→ YOUR GOAL: The entries are to be duplicated exactly, with nothing left out.
== Segment start ==
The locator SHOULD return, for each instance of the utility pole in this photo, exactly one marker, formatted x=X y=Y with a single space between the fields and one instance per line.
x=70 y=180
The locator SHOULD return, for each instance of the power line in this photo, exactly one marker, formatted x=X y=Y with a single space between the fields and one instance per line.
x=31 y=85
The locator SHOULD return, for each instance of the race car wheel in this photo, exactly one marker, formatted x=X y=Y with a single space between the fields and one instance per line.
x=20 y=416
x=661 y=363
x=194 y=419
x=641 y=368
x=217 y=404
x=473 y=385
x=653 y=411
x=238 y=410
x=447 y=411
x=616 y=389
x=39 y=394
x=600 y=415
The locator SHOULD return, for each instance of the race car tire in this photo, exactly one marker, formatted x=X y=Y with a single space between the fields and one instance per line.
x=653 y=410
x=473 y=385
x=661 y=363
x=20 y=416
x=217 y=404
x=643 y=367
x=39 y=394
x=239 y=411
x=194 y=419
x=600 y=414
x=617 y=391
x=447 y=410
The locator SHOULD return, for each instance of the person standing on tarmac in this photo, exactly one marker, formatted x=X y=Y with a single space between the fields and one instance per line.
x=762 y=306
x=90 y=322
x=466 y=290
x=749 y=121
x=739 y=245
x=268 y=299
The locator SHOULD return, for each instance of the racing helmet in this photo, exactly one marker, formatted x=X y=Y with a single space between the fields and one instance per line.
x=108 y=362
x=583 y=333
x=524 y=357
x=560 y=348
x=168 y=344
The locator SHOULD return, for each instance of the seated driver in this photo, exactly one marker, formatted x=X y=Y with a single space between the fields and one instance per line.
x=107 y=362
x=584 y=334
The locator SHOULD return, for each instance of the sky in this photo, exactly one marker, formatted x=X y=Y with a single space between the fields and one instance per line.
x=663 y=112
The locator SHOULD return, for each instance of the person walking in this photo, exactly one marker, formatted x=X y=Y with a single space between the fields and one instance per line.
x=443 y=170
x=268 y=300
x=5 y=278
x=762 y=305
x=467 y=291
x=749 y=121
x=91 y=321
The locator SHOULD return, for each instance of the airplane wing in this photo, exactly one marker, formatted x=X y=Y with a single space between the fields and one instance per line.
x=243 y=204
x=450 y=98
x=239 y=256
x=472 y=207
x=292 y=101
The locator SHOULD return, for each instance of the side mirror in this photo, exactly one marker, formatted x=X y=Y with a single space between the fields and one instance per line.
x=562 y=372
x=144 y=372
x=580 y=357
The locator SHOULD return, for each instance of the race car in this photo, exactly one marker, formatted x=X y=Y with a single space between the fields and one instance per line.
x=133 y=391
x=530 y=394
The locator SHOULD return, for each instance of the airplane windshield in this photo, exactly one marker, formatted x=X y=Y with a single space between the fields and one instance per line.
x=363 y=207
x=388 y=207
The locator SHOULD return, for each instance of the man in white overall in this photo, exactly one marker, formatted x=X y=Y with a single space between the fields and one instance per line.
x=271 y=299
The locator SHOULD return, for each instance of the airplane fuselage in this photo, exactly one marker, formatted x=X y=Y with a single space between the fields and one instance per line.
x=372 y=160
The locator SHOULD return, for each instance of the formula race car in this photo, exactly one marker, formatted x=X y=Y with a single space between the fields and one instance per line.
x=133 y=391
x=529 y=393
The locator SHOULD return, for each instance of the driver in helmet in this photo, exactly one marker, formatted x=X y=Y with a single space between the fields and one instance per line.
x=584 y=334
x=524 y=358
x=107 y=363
== Segment end ==
→ SOLUTION TO THIS TASK:
The locator SHOULD return, for each instance of the utility pole in this photo, exactly one marker, formatted x=X y=Y with a single space between the fields and one instance per line.
x=70 y=180
The locator SHOULD return, for each instance of the power line in this photo, exactly one marker, formatted x=X y=Y with a single space between the fields and one instance per line.
x=31 y=85
The locator SHOULD return, for each instance of the race car wheel in this photo, exactly one marker, formatted x=X y=Y with a single space between the fields and one instance per line.
x=20 y=416
x=661 y=363
x=194 y=419
x=641 y=368
x=217 y=404
x=473 y=385
x=653 y=411
x=238 y=410
x=447 y=411
x=616 y=389
x=39 y=394
x=600 y=415
The locator SHOULD return, for each instance of the race car tire in this photo, exactly one marker, formatted x=X y=Y with a single space between the fields and one instance per line.
x=653 y=410
x=473 y=385
x=661 y=363
x=20 y=416
x=217 y=404
x=643 y=367
x=39 y=394
x=239 y=411
x=194 y=419
x=600 y=414
x=617 y=391
x=447 y=410
The locator SHOULD return, for each instance of the person standing on tarmac in this photo, exactly one marker, formatted x=X y=Y with a single space between the fields and one instance per line.
x=762 y=306
x=90 y=322
x=466 y=290
x=749 y=121
x=739 y=245
x=268 y=299
The locator SHOULD return, for each instance of the racing helmet in this photo, exactly one marker, formatted x=X y=Y with a single space between the fields and one instance per line.
x=108 y=362
x=583 y=333
x=524 y=357
x=560 y=348
x=168 y=344
The locator SHOULD return, for each instance of the seated driver in this photo, exactly one marker, formatted x=X y=Y with a single space between the fields and one instance per line.
x=107 y=362
x=584 y=334
The locator SHOULD return, for each instance of the sky in this photo, exactly one marker, formatted x=X y=Y with a single space between the fields and one instance per line.
x=663 y=112
The locator SHOULD return, for each instance of the person walking in this photo, exactly one marker, formatted x=X y=Y with a single space between the fields and one instance per line.
x=443 y=170
x=268 y=300
x=5 y=278
x=762 y=305
x=467 y=291
x=749 y=121
x=91 y=321
The locator SHOULD return, for each instance of the airplane wing in this photo, exactly one marker, formatted x=X y=Y with a single space between the fields and one instance per line.
x=243 y=204
x=450 y=98
x=239 y=256
x=472 y=207
x=292 y=101
The locator SHOULD return, for each instance of the side mirror in this photo, exactly one marker, formatted x=X y=Y with a single space between the fields and one instance per line.
x=562 y=372
x=144 y=372
x=580 y=357
The locator SHOULD return, for each instance of the race car in this photo, exactly one marker, formatted x=X y=Y with a single space between the fields and one instance per line.
x=133 y=391
x=530 y=394
The locator SHOULD return, for each instance of the airplane windshield in this photo, exactly one marker, formatted x=X y=Y with a single space between the fields and one instance per line.
x=363 y=207
x=388 y=207
The locator SHOULD return, for each instance of the man in white overall in this photo, exactly one marker, formatted x=X y=Y with a single space between the fields and one instance per line.
x=271 y=299
The locator SHOULD return, for each instance of the airplane fuselage in this photo, exactly one marker, formatted x=X y=Y with a single space between the fields and one instance per line.
x=372 y=160
The locator SHOULD return, for each instance of the formula race car in this photo, exactly one marker, formatted x=X y=Y with a single space between the fields and one instance per line.
x=133 y=391
x=529 y=393
The locator SHOULD return, for each instance of the driver in helmet in this photo, exactly one marker, formatted x=X y=Y with a single space between the fields and one instance per line.
x=584 y=334
x=524 y=358
x=107 y=363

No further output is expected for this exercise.